Foresight Ventures: Tear Down the “Walled Garden”, A paradigm shift in Web3 Social Network
What we need are not Web2 copycats, but more crypto-native approaches for innovation. We believe the true paradigm shift for Web3 social networks will include five themes: social graph, decentralised identity, privacy, composability, and tokenisation. It will be a vigorous transition from platform-centric apps to user-centric protocols & Dapps.
Web3 social network can be divided into four layers: data layer, protocol layer, privacy layer, and application layer, of which protocol layer will be the core. We suggest paying attention to protocols and data networks that can sustainably attract users to generate new relationships, identities, and certificates, as well as Dapps that can build up a long-term profit-sharing tokenomics with their community. Moreover, the social relationship formed by Soul Binding Token (SBT) may be able to fully capitalize on protocol composability and decentralized identity.
A paradigm shift in Web3 Social Networks
In Web2.0 each of us lives in “walled gardens” created by tech giants. The longer users stay in the “walled gardens”, the better the garden know about us. However, once we decide to move to another garden, we must give up all social relationships and data.
This situation is about to change in the Web3 world. With permissionless and immutable blockchain technologies, all actions generated by the user on the chain will be recorded in the block, and such data will only and completely belong to the user.
We believe the paradigm shift for Web3 social networks will be a renaissance, a vigorous transition from platform-centric apps to user-centric protocols & Dapps. The narrative of the Web3 social network includes the following themes: social graph, decentralized identity(DID), privacy, composability, and tokenization.
1.1 Social Graph: Giving Back Ownership to users
- In Web3, our social graph will no longer be monopolized by any company and will be stored entirely on-chain.

> Bounding-box records:
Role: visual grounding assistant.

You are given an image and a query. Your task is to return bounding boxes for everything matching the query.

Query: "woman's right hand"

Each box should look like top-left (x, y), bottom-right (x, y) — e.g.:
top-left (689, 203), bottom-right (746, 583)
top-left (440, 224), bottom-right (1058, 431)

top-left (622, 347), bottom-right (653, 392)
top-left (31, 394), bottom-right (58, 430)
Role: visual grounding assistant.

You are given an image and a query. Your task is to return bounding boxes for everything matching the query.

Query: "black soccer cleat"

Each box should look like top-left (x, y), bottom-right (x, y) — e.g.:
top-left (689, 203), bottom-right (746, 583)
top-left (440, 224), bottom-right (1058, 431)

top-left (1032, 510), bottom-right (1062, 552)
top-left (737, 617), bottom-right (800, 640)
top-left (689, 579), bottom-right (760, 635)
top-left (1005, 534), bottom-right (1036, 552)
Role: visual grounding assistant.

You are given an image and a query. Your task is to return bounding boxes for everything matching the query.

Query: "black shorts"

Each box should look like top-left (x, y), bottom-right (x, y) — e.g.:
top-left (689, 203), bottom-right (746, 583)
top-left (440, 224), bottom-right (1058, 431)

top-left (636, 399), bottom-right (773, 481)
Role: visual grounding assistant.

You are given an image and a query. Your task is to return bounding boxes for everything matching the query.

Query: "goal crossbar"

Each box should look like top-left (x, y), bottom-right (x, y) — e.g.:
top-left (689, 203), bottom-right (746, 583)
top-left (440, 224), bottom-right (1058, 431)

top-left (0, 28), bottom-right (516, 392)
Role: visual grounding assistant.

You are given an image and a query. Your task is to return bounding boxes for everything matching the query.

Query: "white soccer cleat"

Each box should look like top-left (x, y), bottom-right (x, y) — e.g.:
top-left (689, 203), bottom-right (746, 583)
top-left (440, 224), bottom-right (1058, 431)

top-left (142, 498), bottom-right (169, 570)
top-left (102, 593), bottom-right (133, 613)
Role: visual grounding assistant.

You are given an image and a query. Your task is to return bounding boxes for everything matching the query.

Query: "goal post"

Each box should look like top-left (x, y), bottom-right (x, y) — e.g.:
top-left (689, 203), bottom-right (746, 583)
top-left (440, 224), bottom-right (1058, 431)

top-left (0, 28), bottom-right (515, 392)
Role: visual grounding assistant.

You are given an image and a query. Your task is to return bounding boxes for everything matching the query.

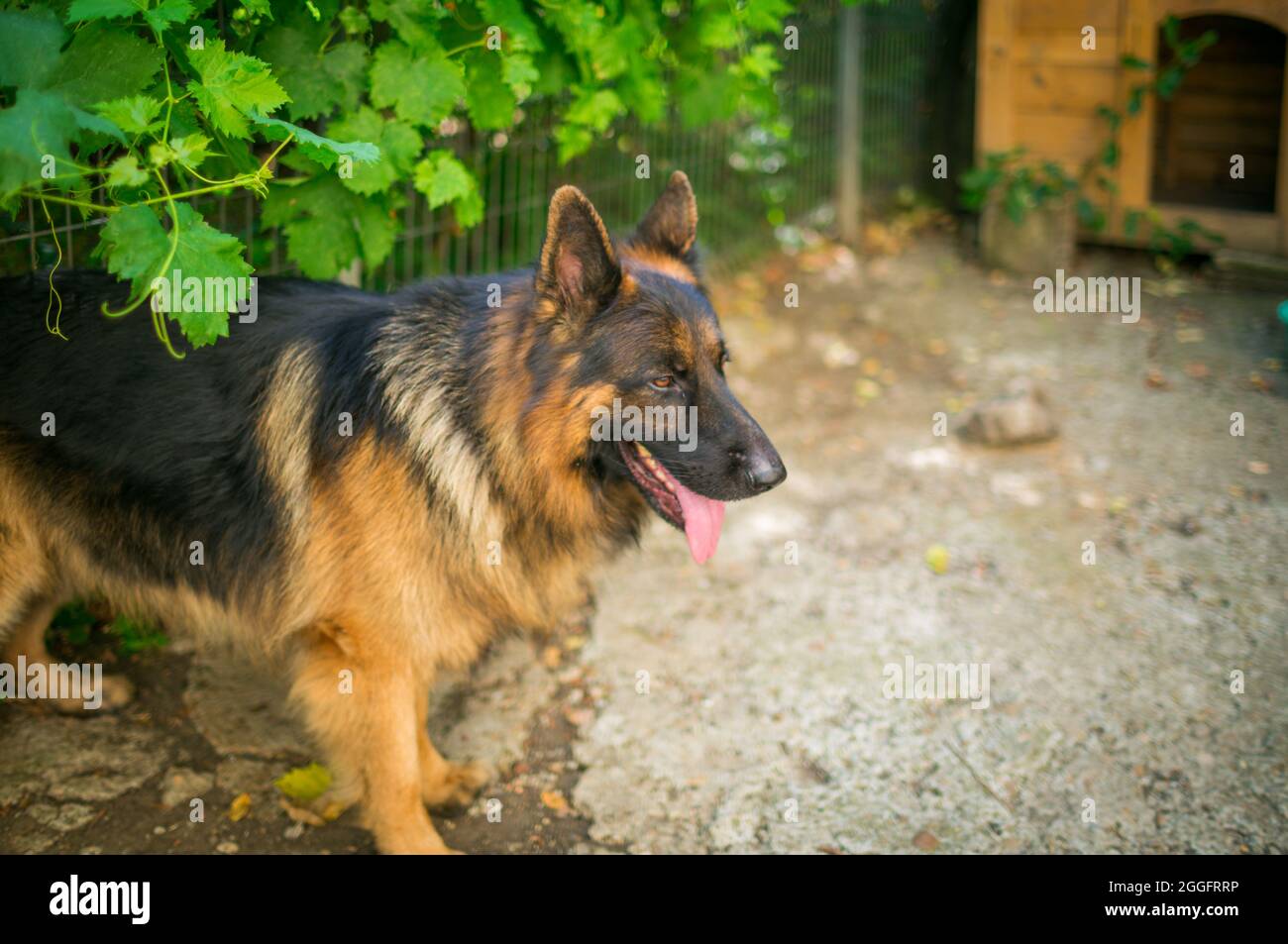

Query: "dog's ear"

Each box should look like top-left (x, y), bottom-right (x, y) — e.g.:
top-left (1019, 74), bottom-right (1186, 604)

top-left (537, 187), bottom-right (622, 325)
top-left (631, 170), bottom-right (698, 258)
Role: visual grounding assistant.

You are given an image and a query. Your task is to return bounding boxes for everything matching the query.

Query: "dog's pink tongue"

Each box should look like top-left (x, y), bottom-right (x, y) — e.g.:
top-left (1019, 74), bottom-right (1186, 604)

top-left (675, 481), bottom-right (724, 564)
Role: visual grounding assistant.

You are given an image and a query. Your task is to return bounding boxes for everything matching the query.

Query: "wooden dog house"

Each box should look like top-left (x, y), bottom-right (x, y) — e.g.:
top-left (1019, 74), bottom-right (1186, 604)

top-left (975, 0), bottom-right (1288, 255)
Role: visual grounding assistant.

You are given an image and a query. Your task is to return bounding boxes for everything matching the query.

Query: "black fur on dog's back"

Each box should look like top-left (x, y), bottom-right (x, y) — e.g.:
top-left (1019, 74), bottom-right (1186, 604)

top-left (0, 271), bottom-right (406, 597)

> REQUESTS:
A – For each statement below, answer yes or no according to the article on Web3 social networks, and quote the words from it that decide your answer. (i) The article divides a Web3 social network into four layers and treats the protocol layer as the core. (ii) In Web3, the social graph will be stored partly off-chain. (iii) A user who leaves a Web2 "walled garden" can keep their social relationships.
B – Please show every line of the records that contains the string "cleat". Case counts.
The records are unrelated to the text.

> ANSWERS TO EACH TASK:
A –
(i) Yes: "Web3 social network can be divided into four layers: data layer, protocol layer, privacy layer, and application layer, of which protocol layer will be the core."
(ii) No: "will be stored entirely on-chain."
(iii) No: "we must give up all social relationships and data."

B –
Query: "black soccer cleat"
Query: "white soccer cleat"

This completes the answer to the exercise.